(Stored items)
==================================================

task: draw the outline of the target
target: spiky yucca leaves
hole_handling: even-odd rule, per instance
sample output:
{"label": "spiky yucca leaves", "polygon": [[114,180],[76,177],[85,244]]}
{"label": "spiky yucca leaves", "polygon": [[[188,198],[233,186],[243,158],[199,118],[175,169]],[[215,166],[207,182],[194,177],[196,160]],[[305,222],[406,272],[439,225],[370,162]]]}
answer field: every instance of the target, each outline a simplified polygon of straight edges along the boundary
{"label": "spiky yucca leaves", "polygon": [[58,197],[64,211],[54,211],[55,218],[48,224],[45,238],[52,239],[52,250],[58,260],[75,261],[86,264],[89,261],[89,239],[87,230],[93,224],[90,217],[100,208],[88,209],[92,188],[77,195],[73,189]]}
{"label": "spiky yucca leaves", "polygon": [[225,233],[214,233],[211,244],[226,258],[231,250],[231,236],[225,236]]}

==================================================

**TASK DESCRIPTION**
A word-for-word repeat of the full data is needed.

**RESULT FOR THIS TASK**
task: draw the outline of the target
target: spiky yucca leaves
hole_handling: even-odd rule, per instance
sample output:
{"label": "spiky yucca leaves", "polygon": [[114,180],[76,177],[85,244]]}
{"label": "spiky yucca leaves", "polygon": [[[188,198],[233,186],[243,158],[199,118],[175,169]],[[215,166],[207,182],[194,177],[196,160]],[[305,222],[406,272],[439,225],[370,162]]]}
answer field: every instance of the target, each outline a simplified polygon of straight edges along the boundary
{"label": "spiky yucca leaves", "polygon": [[58,197],[64,211],[54,211],[55,218],[48,224],[45,238],[52,239],[52,250],[58,260],[75,261],[86,264],[89,261],[89,239],[87,230],[93,224],[90,217],[100,208],[88,209],[92,188],[77,195],[73,189]]}
{"label": "spiky yucca leaves", "polygon": [[225,233],[214,233],[211,244],[226,258],[231,250],[231,236],[225,236]]}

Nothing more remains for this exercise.